::: Extract :::
Then there was the story of the ring. My ring. When I was in junior high, my mother gave me a Claddagh. For those of you who don’t know, a Claddagh is a symbol sprouted from Ireland. It is usually a ring, always bearing a crowned heart inside of two hands. It means love, loyalty, and friendship. Tradition says the Claddagh cannot be bought for oneself, but must always be given as a gift. When my mother gifted me the little silver ring I never took it off. I went through the hardships of adolescence with that ring, I went through high school with it. I took it to L.A. and kept it on during the transition back home. Though at the time it was nothing more than my ring, it had been with me through a lot of shit.

Then, in an act of youthful carelessness, I took it off to swim in my parent’s backyard. I tossed it toward my towel, missed, and thought, oh well, I’ll get it later. It was never found. I even took a metal detector to their backyard, but it was lost. I thought maybe the dog ate it.
::: Raw records :::
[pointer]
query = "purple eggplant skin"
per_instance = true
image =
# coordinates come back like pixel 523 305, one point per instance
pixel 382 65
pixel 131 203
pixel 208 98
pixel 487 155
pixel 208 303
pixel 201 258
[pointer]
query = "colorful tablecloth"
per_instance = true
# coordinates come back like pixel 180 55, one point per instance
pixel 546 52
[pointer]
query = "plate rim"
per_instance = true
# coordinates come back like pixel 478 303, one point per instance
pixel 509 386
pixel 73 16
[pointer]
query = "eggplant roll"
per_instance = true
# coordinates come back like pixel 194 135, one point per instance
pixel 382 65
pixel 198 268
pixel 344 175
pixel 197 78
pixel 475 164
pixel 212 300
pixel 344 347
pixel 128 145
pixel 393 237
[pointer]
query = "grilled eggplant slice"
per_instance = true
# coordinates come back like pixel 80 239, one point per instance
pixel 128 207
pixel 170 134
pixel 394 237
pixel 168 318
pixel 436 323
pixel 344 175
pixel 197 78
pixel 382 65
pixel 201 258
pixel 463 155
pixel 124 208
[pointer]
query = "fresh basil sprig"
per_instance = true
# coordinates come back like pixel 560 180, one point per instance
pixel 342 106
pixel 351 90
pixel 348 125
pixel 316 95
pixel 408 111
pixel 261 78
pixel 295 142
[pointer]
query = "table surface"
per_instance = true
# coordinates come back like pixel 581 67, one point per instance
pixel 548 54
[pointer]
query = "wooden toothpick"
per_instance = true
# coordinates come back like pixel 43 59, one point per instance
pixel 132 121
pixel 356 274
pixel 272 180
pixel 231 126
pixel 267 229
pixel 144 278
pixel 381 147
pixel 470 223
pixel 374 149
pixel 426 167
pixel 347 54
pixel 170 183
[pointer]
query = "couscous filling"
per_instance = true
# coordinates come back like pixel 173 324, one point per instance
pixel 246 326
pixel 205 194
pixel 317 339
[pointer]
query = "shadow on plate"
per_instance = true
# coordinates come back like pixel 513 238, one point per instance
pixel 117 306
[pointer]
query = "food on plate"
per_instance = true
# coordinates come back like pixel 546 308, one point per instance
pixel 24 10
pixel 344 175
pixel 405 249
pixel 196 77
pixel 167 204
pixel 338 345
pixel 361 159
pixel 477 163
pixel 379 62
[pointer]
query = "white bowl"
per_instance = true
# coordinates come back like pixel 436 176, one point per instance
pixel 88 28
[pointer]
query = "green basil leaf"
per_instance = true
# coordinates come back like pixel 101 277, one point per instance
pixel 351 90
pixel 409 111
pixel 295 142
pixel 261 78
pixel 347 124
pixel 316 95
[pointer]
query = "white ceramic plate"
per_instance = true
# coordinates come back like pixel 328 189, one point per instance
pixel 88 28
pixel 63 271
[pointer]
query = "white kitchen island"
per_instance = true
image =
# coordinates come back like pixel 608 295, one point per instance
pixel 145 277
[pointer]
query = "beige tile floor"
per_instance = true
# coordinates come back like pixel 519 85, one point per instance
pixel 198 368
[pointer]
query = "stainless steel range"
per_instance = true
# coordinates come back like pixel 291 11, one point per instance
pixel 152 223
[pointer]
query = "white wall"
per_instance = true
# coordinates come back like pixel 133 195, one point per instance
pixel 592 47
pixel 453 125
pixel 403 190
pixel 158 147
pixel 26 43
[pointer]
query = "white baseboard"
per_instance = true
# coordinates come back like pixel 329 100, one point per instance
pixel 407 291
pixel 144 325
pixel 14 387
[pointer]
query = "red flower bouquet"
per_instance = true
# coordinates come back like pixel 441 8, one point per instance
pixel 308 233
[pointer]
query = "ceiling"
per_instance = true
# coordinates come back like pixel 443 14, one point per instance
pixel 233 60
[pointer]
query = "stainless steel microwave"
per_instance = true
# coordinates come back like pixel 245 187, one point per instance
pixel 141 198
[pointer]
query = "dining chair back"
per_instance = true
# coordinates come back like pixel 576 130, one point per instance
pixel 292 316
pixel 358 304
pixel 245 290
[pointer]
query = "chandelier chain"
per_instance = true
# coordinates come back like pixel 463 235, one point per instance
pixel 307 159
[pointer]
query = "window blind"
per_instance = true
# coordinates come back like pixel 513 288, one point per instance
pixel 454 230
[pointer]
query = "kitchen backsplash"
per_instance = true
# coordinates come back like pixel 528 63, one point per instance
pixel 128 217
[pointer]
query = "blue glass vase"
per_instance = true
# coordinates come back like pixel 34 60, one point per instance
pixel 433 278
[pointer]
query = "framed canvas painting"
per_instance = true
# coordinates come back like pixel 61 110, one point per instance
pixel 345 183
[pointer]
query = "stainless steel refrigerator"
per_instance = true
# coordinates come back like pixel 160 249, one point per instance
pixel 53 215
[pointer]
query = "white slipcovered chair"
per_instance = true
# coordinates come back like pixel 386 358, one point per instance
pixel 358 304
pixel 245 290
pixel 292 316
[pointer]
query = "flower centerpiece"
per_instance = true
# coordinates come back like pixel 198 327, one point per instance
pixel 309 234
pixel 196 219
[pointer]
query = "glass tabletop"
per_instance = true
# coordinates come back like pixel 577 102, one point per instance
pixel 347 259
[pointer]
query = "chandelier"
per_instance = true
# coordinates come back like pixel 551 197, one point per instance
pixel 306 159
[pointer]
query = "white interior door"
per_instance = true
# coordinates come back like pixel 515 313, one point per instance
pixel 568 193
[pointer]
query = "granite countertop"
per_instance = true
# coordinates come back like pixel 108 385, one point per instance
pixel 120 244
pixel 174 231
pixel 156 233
:::
Requirements
1. Transcribe the portion of the Claddagh ring story that begins with the words "Then, in an" and ends with "dog ate it.".
2. Write the next part of the Claddagh ring story, picking up after its final sentence.

Expected results
1.
Then, in an act of youthful carelessness, I took it off to swim in my parent’s backyard. I tossed it toward my towel, missed, and thought, oh well, I’ll get it later. It was never found. I even took a metal detector to their backyard, but it was lost. I thought maybe the dog ate it.

2.
That was more than ten years ago that I lost that ring, and just a few weeks ago my mother called me to tell me a friend of hers had found it. He’d been searching her backyard with his own metal detector and unearthed a ring buried four inches in the ground.

After more than a decade lost, I was given back the ring I had been gifted in junior high. My point is that, though I have just lost a lot of precious writing, I don’t fully believe that it could be gone. Like my ring, I think those words will return to me. They will reappear in a different form, but I can’t believe that they are totally gone. Or, like my music, losing those words is an opportunity for something even better.

I’m sad that I lost those notes, but if my past has taught me anything, it is that lost things come back in one way or another.